* THE REQUEST *
Display each line of the material below that contains the word "brown", reproducing every such line in full.

* LISTING *
-=-=-
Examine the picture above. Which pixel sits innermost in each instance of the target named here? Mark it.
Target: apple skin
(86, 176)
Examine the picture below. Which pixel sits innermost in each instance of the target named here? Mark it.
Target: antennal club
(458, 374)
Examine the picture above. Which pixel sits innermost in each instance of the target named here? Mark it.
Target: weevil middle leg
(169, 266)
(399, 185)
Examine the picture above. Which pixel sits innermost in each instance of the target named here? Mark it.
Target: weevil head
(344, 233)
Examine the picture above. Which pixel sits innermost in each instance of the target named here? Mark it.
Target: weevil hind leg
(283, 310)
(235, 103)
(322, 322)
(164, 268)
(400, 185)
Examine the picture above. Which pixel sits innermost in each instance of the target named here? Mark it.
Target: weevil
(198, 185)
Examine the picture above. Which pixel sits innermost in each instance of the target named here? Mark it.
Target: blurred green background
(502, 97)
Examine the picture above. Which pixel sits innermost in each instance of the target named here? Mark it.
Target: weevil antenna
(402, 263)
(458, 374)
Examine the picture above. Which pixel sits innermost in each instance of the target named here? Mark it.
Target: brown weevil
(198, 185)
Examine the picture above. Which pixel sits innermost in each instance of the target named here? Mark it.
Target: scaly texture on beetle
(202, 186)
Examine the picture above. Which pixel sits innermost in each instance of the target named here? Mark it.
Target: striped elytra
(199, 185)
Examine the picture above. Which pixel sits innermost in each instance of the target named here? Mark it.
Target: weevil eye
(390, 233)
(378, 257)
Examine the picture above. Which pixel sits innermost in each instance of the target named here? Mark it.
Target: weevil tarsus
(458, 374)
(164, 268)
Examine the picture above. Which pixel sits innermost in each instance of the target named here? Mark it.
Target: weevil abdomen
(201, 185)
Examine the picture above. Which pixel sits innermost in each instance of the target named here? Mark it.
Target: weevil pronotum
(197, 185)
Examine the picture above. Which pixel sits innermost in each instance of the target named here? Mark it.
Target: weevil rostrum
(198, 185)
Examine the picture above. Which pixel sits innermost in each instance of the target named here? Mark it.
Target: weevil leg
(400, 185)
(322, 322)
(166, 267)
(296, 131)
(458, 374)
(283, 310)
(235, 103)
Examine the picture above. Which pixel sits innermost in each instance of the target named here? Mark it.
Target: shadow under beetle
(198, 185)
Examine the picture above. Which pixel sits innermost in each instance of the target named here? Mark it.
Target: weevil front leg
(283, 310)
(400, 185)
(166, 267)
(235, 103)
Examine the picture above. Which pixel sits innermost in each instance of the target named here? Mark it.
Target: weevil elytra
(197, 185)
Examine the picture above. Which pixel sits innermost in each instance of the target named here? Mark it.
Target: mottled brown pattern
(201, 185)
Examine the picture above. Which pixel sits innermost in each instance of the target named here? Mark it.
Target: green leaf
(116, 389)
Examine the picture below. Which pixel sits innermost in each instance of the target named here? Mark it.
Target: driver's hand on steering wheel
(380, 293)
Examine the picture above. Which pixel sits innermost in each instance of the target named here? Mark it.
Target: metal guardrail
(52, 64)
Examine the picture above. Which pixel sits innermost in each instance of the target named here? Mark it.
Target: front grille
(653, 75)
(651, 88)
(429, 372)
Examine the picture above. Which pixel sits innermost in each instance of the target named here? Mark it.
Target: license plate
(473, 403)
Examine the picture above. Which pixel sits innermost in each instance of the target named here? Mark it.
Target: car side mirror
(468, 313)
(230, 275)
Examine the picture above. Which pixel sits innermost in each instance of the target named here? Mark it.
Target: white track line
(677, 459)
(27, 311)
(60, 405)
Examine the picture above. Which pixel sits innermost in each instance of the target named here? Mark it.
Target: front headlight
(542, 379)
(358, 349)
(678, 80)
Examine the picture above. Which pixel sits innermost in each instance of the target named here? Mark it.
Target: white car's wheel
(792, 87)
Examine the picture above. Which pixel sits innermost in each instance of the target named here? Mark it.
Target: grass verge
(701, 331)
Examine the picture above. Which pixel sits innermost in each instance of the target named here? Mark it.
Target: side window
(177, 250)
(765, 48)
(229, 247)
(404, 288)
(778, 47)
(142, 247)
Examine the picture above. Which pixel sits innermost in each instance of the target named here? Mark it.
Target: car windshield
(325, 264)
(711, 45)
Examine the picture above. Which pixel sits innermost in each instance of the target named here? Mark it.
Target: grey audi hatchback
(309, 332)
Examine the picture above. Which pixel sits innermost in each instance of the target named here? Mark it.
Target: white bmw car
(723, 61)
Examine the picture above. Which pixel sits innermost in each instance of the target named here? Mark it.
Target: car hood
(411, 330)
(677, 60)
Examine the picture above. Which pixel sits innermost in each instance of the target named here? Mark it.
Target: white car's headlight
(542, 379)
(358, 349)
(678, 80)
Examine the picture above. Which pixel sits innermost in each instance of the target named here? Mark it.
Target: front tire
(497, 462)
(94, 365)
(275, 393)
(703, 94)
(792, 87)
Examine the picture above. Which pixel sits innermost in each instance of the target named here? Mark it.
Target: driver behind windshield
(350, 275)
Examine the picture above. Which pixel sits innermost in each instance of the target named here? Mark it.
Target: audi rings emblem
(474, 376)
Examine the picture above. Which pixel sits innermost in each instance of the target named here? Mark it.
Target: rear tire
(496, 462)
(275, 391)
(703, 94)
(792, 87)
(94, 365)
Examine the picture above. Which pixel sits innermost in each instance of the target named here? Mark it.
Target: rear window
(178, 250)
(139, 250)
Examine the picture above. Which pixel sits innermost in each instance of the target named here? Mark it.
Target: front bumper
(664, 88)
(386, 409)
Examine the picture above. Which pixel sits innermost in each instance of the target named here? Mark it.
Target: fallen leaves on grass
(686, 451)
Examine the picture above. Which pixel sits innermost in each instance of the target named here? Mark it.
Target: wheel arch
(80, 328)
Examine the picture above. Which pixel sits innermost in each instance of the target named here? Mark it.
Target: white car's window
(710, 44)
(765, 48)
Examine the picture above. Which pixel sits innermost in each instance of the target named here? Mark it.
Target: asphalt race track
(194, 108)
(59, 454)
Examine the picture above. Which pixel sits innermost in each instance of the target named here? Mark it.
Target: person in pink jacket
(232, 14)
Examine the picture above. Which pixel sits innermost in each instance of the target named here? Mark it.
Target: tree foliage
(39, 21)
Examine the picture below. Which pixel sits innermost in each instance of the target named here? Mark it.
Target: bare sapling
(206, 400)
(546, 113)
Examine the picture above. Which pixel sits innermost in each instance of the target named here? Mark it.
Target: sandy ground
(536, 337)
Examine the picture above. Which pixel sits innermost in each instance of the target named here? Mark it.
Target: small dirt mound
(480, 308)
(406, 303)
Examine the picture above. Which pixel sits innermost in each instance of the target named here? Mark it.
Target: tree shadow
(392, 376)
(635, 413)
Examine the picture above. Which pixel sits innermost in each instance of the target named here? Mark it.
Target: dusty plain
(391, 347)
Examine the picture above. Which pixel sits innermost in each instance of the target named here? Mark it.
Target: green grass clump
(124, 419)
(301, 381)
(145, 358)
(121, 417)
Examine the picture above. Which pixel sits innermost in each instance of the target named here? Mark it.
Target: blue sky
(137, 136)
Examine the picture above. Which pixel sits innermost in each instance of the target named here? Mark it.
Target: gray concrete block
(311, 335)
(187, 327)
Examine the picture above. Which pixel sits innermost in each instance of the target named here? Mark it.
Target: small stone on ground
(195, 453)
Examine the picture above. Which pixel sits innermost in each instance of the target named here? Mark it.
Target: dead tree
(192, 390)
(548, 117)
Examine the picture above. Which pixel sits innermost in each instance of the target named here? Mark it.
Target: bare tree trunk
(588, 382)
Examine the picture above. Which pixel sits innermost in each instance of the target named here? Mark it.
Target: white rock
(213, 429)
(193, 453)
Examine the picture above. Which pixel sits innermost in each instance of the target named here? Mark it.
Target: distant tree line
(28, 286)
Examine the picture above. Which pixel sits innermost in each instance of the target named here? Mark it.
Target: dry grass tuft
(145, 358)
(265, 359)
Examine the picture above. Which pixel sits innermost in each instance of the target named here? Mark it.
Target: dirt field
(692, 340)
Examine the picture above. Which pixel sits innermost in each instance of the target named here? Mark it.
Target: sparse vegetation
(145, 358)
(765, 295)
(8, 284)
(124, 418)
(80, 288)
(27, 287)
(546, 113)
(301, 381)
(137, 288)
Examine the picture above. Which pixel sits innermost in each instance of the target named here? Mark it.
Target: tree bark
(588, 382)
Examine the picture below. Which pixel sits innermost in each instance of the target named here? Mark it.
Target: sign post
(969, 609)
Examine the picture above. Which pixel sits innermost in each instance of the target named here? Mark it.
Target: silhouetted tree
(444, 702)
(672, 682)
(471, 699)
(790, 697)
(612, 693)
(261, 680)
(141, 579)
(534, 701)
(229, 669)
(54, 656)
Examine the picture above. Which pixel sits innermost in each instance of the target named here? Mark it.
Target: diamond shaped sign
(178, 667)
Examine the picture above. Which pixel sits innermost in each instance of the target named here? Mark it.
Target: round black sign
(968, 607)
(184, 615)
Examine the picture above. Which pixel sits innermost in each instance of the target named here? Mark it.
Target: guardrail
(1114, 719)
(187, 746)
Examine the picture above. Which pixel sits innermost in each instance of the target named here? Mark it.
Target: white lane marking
-=-=-
* THE SOLUTION *
Target: brown weevil
Target: mottled brown pattern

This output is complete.